Problem to solve - Without including the pictures, copy out every line below.

Provided entries -
↓

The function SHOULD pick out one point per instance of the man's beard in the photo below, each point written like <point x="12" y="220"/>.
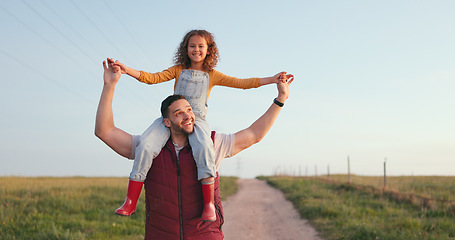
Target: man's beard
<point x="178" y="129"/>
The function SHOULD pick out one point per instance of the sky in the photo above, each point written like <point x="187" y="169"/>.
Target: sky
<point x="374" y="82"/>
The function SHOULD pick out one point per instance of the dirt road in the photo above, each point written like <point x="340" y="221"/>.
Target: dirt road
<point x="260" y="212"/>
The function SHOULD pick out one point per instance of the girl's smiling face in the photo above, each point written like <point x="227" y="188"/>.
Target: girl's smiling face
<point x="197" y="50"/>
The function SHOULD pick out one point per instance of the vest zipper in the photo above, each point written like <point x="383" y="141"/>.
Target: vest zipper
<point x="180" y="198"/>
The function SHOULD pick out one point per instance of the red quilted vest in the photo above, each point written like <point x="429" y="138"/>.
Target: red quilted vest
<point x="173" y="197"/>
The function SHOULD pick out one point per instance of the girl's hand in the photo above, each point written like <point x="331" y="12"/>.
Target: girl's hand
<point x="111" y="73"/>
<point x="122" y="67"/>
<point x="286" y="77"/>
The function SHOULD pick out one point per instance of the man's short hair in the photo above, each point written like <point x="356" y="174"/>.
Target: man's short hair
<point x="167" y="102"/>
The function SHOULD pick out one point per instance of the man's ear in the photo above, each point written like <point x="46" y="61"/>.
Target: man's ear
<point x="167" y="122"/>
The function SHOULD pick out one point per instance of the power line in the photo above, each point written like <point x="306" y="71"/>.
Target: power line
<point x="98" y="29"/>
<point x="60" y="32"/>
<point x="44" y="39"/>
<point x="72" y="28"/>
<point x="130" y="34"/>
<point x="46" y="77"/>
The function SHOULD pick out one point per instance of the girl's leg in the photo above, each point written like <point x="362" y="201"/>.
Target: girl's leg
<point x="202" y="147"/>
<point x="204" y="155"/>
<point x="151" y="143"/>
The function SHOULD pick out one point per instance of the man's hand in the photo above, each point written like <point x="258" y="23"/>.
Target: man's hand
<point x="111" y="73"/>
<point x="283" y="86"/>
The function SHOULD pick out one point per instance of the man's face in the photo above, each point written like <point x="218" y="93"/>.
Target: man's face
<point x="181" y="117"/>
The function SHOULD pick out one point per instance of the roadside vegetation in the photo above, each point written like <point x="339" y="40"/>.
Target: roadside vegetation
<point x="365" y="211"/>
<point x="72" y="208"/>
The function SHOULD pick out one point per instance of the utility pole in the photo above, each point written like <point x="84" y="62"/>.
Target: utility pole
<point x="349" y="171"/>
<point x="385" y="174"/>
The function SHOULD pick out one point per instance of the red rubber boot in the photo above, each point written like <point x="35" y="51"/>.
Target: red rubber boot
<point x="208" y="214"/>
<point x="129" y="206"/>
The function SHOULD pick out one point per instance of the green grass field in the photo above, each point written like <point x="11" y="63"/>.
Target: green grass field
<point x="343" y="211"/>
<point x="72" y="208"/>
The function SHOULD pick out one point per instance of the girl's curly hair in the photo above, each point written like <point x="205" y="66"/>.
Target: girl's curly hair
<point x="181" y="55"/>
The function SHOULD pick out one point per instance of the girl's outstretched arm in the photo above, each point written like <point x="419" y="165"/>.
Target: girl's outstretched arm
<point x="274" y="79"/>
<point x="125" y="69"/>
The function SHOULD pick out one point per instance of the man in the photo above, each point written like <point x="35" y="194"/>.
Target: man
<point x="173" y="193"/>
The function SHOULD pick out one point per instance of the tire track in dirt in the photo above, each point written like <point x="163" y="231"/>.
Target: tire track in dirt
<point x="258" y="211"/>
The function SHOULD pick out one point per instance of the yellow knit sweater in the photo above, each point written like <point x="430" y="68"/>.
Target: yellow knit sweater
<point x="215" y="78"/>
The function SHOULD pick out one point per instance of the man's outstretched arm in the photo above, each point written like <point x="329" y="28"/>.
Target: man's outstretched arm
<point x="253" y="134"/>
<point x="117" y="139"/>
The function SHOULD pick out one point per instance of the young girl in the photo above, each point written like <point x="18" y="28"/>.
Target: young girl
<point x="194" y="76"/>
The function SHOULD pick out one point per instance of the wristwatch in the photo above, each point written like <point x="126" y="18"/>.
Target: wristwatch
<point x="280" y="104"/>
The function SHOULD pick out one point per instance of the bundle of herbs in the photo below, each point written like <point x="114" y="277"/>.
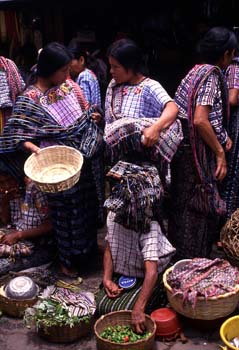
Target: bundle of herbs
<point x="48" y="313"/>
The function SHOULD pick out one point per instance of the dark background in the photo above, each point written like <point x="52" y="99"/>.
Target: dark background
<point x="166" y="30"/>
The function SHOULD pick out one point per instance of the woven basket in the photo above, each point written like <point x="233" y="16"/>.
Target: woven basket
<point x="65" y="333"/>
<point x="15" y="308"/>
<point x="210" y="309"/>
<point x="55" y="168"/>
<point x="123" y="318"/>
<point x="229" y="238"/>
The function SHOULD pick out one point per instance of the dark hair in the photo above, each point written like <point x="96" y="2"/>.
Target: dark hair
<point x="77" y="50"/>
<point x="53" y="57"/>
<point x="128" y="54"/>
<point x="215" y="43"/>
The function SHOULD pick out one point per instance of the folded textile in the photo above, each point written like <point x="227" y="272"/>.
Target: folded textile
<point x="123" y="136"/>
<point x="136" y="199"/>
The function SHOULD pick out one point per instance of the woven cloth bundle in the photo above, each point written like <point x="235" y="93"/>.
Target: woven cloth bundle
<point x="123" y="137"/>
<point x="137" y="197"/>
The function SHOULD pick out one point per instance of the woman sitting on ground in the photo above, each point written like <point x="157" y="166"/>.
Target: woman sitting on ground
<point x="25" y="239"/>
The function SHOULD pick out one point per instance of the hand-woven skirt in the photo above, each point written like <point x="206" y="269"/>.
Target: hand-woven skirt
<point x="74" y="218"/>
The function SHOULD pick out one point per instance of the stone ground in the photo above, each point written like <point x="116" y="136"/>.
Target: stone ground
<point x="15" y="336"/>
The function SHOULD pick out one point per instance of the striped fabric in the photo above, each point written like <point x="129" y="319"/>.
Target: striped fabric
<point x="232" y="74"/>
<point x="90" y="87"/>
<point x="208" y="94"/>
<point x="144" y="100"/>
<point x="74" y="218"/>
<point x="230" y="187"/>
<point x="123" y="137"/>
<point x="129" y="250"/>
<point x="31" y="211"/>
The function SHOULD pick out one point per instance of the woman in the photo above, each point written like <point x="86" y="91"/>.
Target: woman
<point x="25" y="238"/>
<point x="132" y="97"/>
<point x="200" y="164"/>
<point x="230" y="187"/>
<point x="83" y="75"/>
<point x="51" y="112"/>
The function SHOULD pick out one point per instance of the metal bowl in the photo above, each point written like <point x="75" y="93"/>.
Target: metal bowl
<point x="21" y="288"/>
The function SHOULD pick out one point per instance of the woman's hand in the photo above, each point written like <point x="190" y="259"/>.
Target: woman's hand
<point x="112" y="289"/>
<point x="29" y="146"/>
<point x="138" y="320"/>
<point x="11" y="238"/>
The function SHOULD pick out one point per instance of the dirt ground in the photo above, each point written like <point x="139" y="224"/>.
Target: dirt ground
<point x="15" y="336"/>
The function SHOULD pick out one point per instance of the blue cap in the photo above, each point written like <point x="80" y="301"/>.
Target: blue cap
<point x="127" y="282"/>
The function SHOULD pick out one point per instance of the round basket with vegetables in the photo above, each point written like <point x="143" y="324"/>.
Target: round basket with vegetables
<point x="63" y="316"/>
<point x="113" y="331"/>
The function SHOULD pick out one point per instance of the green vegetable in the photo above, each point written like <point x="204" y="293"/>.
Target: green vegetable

↑

Output for this exercise -
The function SHOULD pick out one point per instance of the man's beard in the photo below, each point written like <point x="12" y="220"/>.
Target: man's beard
<point x="178" y="129"/>
The function SHOULD pick out one point per instance of the sky in the photo above, each point written like <point x="187" y="169"/>.
Target: sky
<point x="374" y="82"/>
The function SHOULD pick out one point per instance of the dirt road in the photo above, each point written like <point x="340" y="221"/>.
Target: dirt road
<point x="260" y="212"/>
The function SHOULD pick out one point per instance of the girl's smiling face in the photo above, each point written like <point x="227" y="188"/>.
Target: girl's smiling face
<point x="197" y="50"/>
The function SHOULD pick out one point per instance of the vest zipper in the photo above, each point written like <point x="383" y="141"/>.
Target: vest zipper
<point x="180" y="198"/>
The function SHOULD pick out one point per instance of the red quilted vest in the photo above, each point written like <point x="429" y="138"/>.
Target: red quilted vest
<point x="173" y="197"/>
The function SHOULD pick out one point per instance of the girl's hand in the photo above, each point written like <point x="331" y="12"/>.
Target: girl's hand
<point x="111" y="73"/>
<point x="122" y="67"/>
<point x="286" y="77"/>
The function SHOULD pick out one point per instance of the man's short hair in the photo above, each point written like <point x="356" y="174"/>.
Target: man's short hair
<point x="167" y="102"/>
The function SHOULD pick out one point per instance of the man's ear in the photo above, each point written like <point x="46" y="61"/>.
Target: man's ear
<point x="167" y="122"/>
The function SHOULD pick out one point per instance of the power line in the photo above, each point written like <point x="306" y="71"/>.
Target: power line
<point x="98" y="29"/>
<point x="60" y="32"/>
<point x="44" y="39"/>
<point x="72" y="28"/>
<point x="130" y="34"/>
<point x="46" y="77"/>
The function SHOULD pick out one point per instance of the girl's leg in the photo above, each point written like <point x="362" y="201"/>.
Target: girl's leg
<point x="202" y="147"/>
<point x="204" y="155"/>
<point x="151" y="143"/>
The function SHOULD pick out one point per instance of the man's hand in the photo above, each point written like <point x="258" y="23"/>.
Target: man's hand
<point x="111" y="73"/>
<point x="283" y="86"/>
The function SHOULD pick out one point per instance of the man's face in the photo above, each point written like <point x="218" y="93"/>.
Target: man's face
<point x="181" y="117"/>
The function SHOULD pick out one point per instance of the roadside vegetation in the photo above, each point written like <point x="339" y="40"/>.
Target: roadside vegetation
<point x="365" y="211"/>
<point x="72" y="208"/>
The function SHOULD pick out one point per instance of the utility pole in the photo above, each point written like <point x="84" y="62"/>.
Target: utility pole
<point x="349" y="171"/>
<point x="385" y="174"/>
The function SHOULD pick out one point per instance of the red rubber boot in the photo above, each point written like <point x="35" y="51"/>.
Target: red rubber boot
<point x="208" y="214"/>
<point x="129" y="206"/>
The function SHOULD pick out one point per instance of the green grass field in the photo above, each point written like <point x="11" y="63"/>.
Target: green grass field
<point x="343" y="211"/>
<point x="72" y="208"/>
The function SHOULD pick out one point per instance of the girl's curly hair in the photo above, each point written like <point x="205" y="66"/>.
Target: girl's curly hair
<point x="181" y="55"/>
The function SHOULD pick out one point per instance of the girl's outstretched arm in the photo above, each point written like <point x="419" y="165"/>.
Target: girl's outstretched arm
<point x="274" y="79"/>
<point x="125" y="69"/>
The function SHOULD pick out one point per instance of the man in the photo above, each point written like <point x="35" y="194"/>.
Target: man
<point x="173" y="193"/>
The function SHOULD pick out one point per instance of the tire track in dirt in the photo above, each point written like <point x="163" y="231"/>.
Target: tire track in dirt
<point x="258" y="211"/>
The function SHOULD pick out one point per instance of the yellow knit sweater in the photo above, each point written like <point x="430" y="68"/>.
Target: yellow knit sweater
<point x="215" y="78"/>
The function SHOULD pick out one point per instance of the man's outstretched arm in the photo above, each point written like <point x="329" y="28"/>.
Target: man's outstretched arm
<point x="253" y="134"/>
<point x="117" y="139"/>
The function SHOULD pick out one point per instance of the young girl in the photo above, each point written like <point x="18" y="28"/>.
Target: young girl
<point x="194" y="76"/>
The function SHOULD pick out one point per instance of the wristwatch in the photo above, each point written like <point x="126" y="18"/>.
Target: wristwatch
<point x="280" y="104"/>
The function SHOULD pick out one point per instance of the bundle of herbs in the photo below, each point written like <point x="114" y="277"/>.
Target: bundle of herbs
<point x="48" y="313"/>
The function SHOULD pick out one point per instance of the dark background in the photo above, each point written like <point x="52" y="99"/>.
Target: dark background
<point x="166" y="30"/>
The function SHOULD pick out one point per instance of the woven basket in the photo above, each point written like <point x="233" y="16"/>.
Target: woven basket
<point x="65" y="333"/>
<point x="15" y="308"/>
<point x="210" y="309"/>
<point x="55" y="168"/>
<point x="123" y="318"/>
<point x="229" y="238"/>
The function SHOULD pick out one point per instance of the dark hair in the photo above, each point written like <point x="96" y="2"/>.
Target: dark hair
<point x="77" y="50"/>
<point x="53" y="57"/>
<point x="128" y="54"/>
<point x="215" y="43"/>
The function SHOULD pick out one point per instance of the folded textile in the photo above, each point written like <point x="227" y="272"/>.
Target: folded textile
<point x="123" y="136"/>
<point x="136" y="199"/>
The function SHOULD pick out one point per instance of the woven cloth bundle in the photo above, each point written like <point x="235" y="93"/>.
Target: woven cloth bundle
<point x="123" y="137"/>
<point x="137" y="197"/>
The function SHOULD pick out one point per instance of the woman sitting on ground in the photo above, each point written like <point x="157" y="166"/>.
Target: woman sitting on ground
<point x="25" y="239"/>
The function SHOULD pick out one point per instance of the hand-woven skirt in the photo above, each point written like <point x="206" y="269"/>.
Target: hand-woven skirt
<point x="74" y="218"/>
The function SHOULD pick out one point per instance of the stone ground in the photo above, each point written like <point x="116" y="136"/>.
Target: stone ground
<point x="15" y="336"/>
The function SHOULD pick out one point per instance of the striped fabric in the photo above, each point written like <point x="129" y="319"/>.
Target: striped fabric
<point x="232" y="74"/>
<point x="90" y="87"/>
<point x="208" y="94"/>
<point x="144" y="100"/>
<point x="74" y="218"/>
<point x="230" y="187"/>
<point x="123" y="137"/>
<point x="129" y="250"/>
<point x="31" y="211"/>
The function SHOULD pick out one point per instance of the woman in the photo above, each point written like <point x="86" y="91"/>.
Target: woman
<point x="25" y="238"/>
<point x="132" y="97"/>
<point x="200" y="164"/>
<point x="230" y="187"/>
<point x="83" y="75"/>
<point x="51" y="112"/>
The function SHOULD pick out one point per instance of the metal bowl in the photo above, each point written like <point x="75" y="93"/>.
Target: metal bowl
<point x="21" y="288"/>
The function SHOULD pick out one point per instance of the woman's hand in the photo above, each point written like <point x="190" y="259"/>.
Target: woman's hand
<point x="112" y="289"/>
<point x="29" y="146"/>
<point x="138" y="320"/>
<point x="11" y="238"/>
The function SHOULD pick out one point per instance of the dirt ground in the photo above, each point written like <point x="139" y="224"/>.
Target: dirt ground
<point x="15" y="336"/>
The function SHOULD pick out one point per instance of the blue cap in the photo above, each point written like <point x="80" y="301"/>.
Target: blue cap
<point x="127" y="282"/>
The function SHOULD pick out one point per instance of the round basket with vegetables in the photo above, each point written like <point x="143" y="324"/>.
Target: round basket with vegetables
<point x="63" y="316"/>
<point x="113" y="331"/>
The function SHOULD pick out one point per instance of the green vegetable in the photo above, each point written like <point x="204" y="293"/>.
Target: green vegetable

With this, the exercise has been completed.